Contact lens–induced keratoconjunctivitis
Contact lens–induced keratoconjunctivitis (CLIK) can be ascribed to allergy, dry eye, infection, and deposits on lenses. Patients with ocular prostheses and exposed monofilament sutures have similar reactions. Findings suggest a combined mechanical and immune-mediated pathophysiology.
Preservative chemicals can produce a type IV delayed hypersensitivity response, resulting in conjunctivitis, keratitis, coarse epithelial and subepithelial opacities, and superior limbic keratoconjunctivitis. This condition has become less common, probably because of the replacement of thimerosal by other preservatives in contact lens solutions and the introduction of disposable contact lenses.
Figure 5-17 Three-o’clock and 9-o’clock corneal staining. A, Inferior corneal desiccation of the tear film. B, Peripheral corneal desiccation.
(Part B courtesy of Perry Rosenthal, MD.)
Giant papillary conjunctivitis
Giant papillary conjunctivitis (GPC) (Fig 5-16C) tends to develop more frequently with extended-wear soft contact lenses, dry eye, and meibomian gland dysfunction. It may also be induced by other irritants, such as loose sutures or prosthetics. Symptoms include contact lens intolerance, itching, excessive mucus discharge, and blurred vision with mucus coating the contact lens, contact lens decentration, and conjunctival redness. Sometimes, there may be bloody tears and ptosis secondary to inflammation of the superior tarsal conjunctiva.

INSTRUCTIONS
1 - From the passage on contact lens–related eye conditions, translate this sentence into Spanish: "Patients with ocular prostheses and exposed monofilament sutures have similar reactions."
2 - Write the next few sentences of the passage on contact lens–related eye conditions, picking up after its final sentence.

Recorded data
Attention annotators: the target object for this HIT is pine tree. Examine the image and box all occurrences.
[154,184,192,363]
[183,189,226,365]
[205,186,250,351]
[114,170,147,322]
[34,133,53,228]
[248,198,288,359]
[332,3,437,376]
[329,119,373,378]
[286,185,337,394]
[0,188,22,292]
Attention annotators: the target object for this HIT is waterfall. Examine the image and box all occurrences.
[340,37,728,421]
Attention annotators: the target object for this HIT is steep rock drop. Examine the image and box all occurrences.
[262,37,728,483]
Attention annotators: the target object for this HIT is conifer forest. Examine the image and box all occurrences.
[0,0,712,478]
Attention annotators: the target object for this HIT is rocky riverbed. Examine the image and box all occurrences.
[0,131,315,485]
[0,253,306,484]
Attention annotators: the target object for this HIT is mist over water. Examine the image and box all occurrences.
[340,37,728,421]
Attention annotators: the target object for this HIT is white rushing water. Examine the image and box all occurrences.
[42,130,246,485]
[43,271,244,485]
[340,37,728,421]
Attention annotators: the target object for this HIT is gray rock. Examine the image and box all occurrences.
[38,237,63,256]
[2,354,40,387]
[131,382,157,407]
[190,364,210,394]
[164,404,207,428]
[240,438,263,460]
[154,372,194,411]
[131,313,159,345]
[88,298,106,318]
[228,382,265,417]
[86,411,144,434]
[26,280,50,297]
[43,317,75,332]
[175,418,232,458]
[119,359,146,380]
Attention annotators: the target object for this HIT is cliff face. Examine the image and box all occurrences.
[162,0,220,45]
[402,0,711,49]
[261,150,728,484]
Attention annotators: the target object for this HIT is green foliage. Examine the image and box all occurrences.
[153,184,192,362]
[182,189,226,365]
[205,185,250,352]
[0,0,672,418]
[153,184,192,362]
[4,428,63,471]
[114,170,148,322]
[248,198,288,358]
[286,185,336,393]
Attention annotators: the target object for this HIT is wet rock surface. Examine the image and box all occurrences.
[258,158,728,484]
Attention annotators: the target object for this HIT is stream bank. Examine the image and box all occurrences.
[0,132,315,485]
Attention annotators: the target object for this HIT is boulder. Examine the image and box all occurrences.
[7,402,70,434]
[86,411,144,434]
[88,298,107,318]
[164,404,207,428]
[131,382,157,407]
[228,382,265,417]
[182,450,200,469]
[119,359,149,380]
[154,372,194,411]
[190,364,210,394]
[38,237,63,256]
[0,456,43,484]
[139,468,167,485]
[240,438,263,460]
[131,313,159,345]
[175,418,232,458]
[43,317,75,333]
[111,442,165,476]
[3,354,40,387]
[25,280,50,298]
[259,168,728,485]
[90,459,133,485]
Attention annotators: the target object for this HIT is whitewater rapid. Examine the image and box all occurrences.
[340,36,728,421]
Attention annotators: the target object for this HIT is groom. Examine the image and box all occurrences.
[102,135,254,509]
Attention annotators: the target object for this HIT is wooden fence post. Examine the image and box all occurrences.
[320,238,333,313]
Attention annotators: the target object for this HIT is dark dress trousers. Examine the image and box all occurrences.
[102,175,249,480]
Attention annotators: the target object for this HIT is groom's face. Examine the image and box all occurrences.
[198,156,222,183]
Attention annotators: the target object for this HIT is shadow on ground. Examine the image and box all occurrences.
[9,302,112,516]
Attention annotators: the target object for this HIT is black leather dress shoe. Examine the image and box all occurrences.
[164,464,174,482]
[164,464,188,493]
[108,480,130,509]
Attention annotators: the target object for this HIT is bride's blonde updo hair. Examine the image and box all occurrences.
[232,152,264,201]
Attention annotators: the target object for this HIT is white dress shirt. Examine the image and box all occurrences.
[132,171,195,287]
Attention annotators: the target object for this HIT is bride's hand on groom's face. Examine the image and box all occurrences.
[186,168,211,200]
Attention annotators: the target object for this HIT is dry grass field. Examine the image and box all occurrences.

TASK-BY-TASK ANSWERS
1 - Los pacientes con prótesis oculares y suturas de monofilamento expuestas presentan reacciones similares.

2 -
The signs of GPC consist of hyperemia, thickening, and abnormally large papillae (diameter >0.3 mm) of the superior tarsal conjunctiva due to disruption of the anchoring septae. In some cases, the giant papillae cover the entire central tarsus from the posterior eyelid margin to the upper border of the tarsal plate; involvement in other cases may be less extensive. Long-standing or involuted giant papillae on the superior tarsus may resemble follicles. The symptoms of GPC generally resolve when contact lens wear is discontinued. The tarsal conjunctival hyperemia and thickening may resolve in several weeks, but papillae or dome-shaped scars on the superior tarsus can persist for years.
If GPC persists, the clinician should consider changing the lens to a different polymer or to daily-wear disposable lenses. Some patients prefer low-water-content lenses. In persistent cases, consider fitting the patient with RGP contact lenses, which are associated with a lower incidence of GPC, or discontinuing contact lens wear.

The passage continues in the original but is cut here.